▸ Task description:
Render the lines below as a Markdown table with two columns, Row and Line, numbering each row and skipping any blank lines. Leave the pictures out.

══ Records supplied

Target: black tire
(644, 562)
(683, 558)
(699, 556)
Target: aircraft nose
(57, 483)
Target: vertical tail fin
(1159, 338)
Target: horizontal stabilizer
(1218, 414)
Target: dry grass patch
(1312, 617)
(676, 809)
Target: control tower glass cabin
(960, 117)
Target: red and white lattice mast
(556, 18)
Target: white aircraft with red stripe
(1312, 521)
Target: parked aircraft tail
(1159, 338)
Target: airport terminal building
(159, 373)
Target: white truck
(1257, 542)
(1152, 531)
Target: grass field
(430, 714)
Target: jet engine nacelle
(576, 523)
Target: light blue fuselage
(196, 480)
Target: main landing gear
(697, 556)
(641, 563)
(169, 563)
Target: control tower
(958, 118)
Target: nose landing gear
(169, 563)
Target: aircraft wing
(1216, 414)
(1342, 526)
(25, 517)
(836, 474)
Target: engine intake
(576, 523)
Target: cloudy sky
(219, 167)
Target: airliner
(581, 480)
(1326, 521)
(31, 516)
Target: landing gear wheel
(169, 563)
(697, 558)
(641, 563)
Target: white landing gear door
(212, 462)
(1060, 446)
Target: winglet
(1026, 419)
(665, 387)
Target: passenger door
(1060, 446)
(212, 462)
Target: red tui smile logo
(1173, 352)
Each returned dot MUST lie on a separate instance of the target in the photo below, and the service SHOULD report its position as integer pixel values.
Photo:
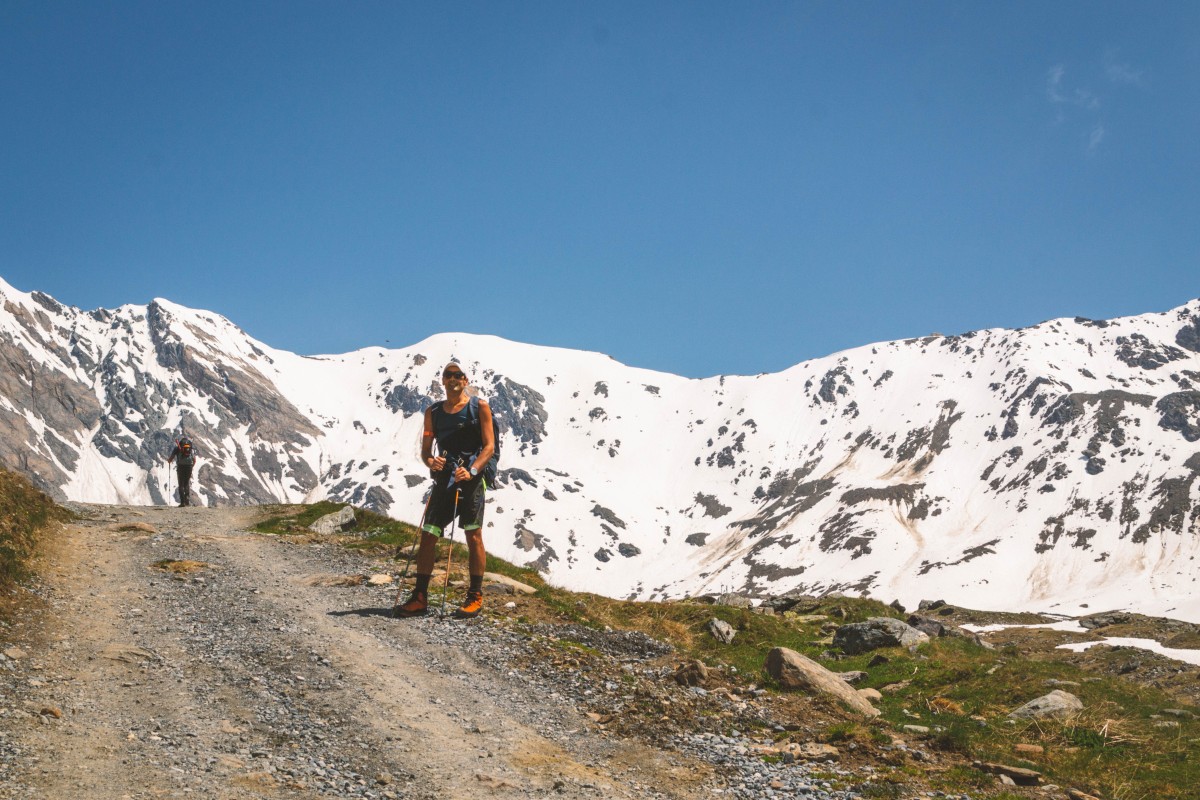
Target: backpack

════

▸ Task output:
| Row | Line |
|---|---|
| 1 | Target: black tire |
| 2 | (644, 562) |
| 3 | (683, 558) |
| 4 | (699, 556) |
| 5 | Target: aircraft nose |
| 6 | (57, 483) |
| 7 | Target: vertical tail fin |
| 8 | (1159, 338) |
| 9 | Target: horizontal stabilizer |
| 10 | (1218, 414) |
| 11 | Target: dry grass patch |
| 12 | (1312, 617) |
| 13 | (676, 809) |
| 14 | Target: control tower glass cabin |
| 15 | (960, 117) |
| 16 | Target: red and white lattice mast |
| 17 | (556, 18) |
| 18 | Target: white aircraft with red stripe |
| 19 | (1312, 521) |
| 20 | Target: parked aircraft tail |
| 21 | (1159, 338) |
| 22 | Target: airport terminal building |
| 23 | (159, 373) |
| 24 | Target: white truck |
| 25 | (1257, 542) |
| 26 | (1152, 531) |
| 27 | Target: grass field |
| 28 | (430, 714) |
| 29 | Target: jet engine nacelle |
| 30 | (576, 523) |
| 31 | Target: light blue fuselage |
| 32 | (196, 480) |
| 33 | Target: main landing gear |
| 34 | (697, 556) |
| 35 | (641, 563) |
| 36 | (169, 563) |
| 37 | Target: control tower |
| 38 | (958, 118) |
| 39 | Target: nose landing gear |
| 40 | (169, 563) |
| 41 | Target: aircraft wing |
| 42 | (1216, 414) |
| 43 | (1342, 526) |
| 44 | (25, 517) |
| 45 | (836, 474) |
| 46 | Target: engine intake |
| 47 | (576, 523) |
| 48 | Target: cloudy sky |
| 49 | (219, 167) |
| 50 | Target: airliner |
| 51 | (581, 480) |
| 52 | (1326, 521) |
| 53 | (31, 516) |
| 54 | Target: landing gear wheel |
| 55 | (169, 563) |
| 56 | (697, 558) |
| 57 | (641, 563) |
| 58 | Target: white landing gear door |
| 59 | (212, 462) |
| 60 | (1060, 446) |
| 61 | Target: winglet |
| 62 | (1026, 419) |
| 63 | (665, 387) |
| 64 | Target: passenger door |
| 65 | (1060, 446) |
| 66 | (212, 462) |
| 67 | Target: red tui smile logo |
| 68 | (1173, 352) |
| 69 | Each returned dot MUST lie on a separate instance of the target in the photo below, and the service SHOULD report its position as integer pixel values. |
| 70 | Photo: |
| 71 | Target: backpack |